▶ [LISTA DE TAREAS]
[a] Traduce al inglés esta oración del extracto sobre la profecía de Jesús: "Nadie puede dudar hoy del acierto de esta profecía de Jesús."
[b] Según el extracto sobre la profecía de Jesús, ¿por qué desfallecerían los hombres de los tiempos finales? Responde en una a tres oraciones.

▶ [EXTRACTO PROPORCIONADO]
---------------

Entonces habrá señales en el sol, en la luna y en las estrellas, y en la tierra angustia de las gentes, confundidas a causa del bramido del mar y de las olas” (Luc. 21:25). Nadie puede dudar hoy del acierto de esta profecía de Jesús. El mundo vive angustiado a causa de lo que está ocurriendo en el presente. Pero Cristo añade un detalle más, en el cual pocas veces pensamos; dice: “desfalleciendo los hombres por el temor y la expectación de las cosas que sobrevendrán en la tierra” (vers. 26). Es decir, desfalleciendo a causa del futuro. Claramente nos dice aquí que el futuro llegaría a ser una preocupación obsesiva y dominante para los hombres de estos tiempos finales, al punto de hacerlos desfallecer de temor y expectación.

---------------

▶ [INFORMACIÓN]
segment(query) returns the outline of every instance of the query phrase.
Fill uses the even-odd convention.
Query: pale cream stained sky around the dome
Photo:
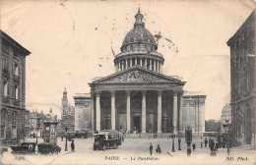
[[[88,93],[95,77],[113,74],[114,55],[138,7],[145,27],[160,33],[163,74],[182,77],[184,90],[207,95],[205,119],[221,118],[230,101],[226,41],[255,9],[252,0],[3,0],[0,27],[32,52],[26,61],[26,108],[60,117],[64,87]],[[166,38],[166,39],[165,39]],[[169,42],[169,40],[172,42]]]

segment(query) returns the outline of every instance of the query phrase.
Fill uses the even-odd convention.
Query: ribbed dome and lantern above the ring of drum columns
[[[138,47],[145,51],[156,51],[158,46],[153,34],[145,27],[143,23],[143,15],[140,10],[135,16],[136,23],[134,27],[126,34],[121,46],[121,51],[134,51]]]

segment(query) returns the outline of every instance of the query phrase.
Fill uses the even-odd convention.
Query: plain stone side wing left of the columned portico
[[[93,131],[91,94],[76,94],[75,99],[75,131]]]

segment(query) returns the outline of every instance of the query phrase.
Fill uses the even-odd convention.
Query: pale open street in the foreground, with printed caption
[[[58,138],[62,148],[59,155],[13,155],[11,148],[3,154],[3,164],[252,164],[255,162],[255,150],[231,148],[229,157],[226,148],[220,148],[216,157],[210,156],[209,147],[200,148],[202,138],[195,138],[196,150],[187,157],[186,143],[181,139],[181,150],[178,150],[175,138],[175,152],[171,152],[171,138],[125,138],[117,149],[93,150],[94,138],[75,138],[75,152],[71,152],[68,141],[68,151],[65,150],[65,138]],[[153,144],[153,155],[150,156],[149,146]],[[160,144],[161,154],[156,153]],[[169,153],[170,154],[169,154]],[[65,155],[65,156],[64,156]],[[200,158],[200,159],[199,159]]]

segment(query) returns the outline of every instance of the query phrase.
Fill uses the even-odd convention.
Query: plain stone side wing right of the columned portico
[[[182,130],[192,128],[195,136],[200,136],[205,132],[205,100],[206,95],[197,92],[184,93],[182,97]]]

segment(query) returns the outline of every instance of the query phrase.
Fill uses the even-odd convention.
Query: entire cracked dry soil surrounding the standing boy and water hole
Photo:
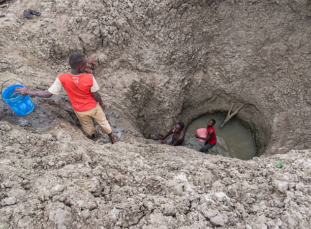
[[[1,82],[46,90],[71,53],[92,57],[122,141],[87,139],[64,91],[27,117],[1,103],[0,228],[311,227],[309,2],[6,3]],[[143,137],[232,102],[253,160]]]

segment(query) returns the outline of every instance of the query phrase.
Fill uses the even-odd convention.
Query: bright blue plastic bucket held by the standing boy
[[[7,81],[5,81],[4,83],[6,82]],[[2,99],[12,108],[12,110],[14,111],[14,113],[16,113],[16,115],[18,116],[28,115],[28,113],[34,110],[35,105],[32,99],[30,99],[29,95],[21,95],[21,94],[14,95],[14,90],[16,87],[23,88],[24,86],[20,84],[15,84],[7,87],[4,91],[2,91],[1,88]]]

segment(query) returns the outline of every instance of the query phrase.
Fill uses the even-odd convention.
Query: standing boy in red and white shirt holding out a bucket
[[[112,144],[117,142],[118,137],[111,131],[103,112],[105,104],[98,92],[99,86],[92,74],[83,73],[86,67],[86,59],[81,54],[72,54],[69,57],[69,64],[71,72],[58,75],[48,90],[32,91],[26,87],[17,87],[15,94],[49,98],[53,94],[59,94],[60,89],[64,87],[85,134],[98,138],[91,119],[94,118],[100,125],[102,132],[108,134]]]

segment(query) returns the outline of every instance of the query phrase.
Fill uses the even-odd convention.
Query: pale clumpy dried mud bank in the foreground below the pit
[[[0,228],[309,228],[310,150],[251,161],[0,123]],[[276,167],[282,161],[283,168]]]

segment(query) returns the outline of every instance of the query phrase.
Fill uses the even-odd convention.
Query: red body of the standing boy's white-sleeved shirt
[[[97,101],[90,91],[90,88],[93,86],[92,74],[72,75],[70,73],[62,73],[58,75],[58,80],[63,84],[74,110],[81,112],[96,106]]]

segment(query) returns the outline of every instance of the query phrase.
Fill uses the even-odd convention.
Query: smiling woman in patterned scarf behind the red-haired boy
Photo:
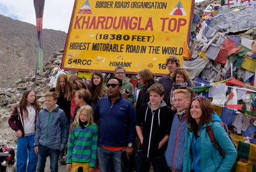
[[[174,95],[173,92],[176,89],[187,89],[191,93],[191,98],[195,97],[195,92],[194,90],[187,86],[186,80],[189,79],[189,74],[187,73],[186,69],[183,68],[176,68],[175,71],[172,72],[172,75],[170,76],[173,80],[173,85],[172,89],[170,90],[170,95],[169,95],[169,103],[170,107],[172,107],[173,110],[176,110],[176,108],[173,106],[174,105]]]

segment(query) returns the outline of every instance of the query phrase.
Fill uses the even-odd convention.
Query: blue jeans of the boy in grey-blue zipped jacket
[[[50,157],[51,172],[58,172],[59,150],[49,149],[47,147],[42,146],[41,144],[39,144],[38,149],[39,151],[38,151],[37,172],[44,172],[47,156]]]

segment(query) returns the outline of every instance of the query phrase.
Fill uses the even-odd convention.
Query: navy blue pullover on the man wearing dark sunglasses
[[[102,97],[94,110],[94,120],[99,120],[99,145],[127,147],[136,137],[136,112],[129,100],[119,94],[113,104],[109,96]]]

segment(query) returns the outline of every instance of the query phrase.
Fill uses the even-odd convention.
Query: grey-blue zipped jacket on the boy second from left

---------------

▶ [RESPUESTAS POR TAREA]
[a] No one today can doubt the accuracy of this prophecy of Jesus.

[b] Desfallecerían por el temor y la expectación de las cosas que sobrevendrán en la tierra, es decir, a causa del futuro. Ese futuro llegaría a ser para ellos una preocupación obsesiva y dominante.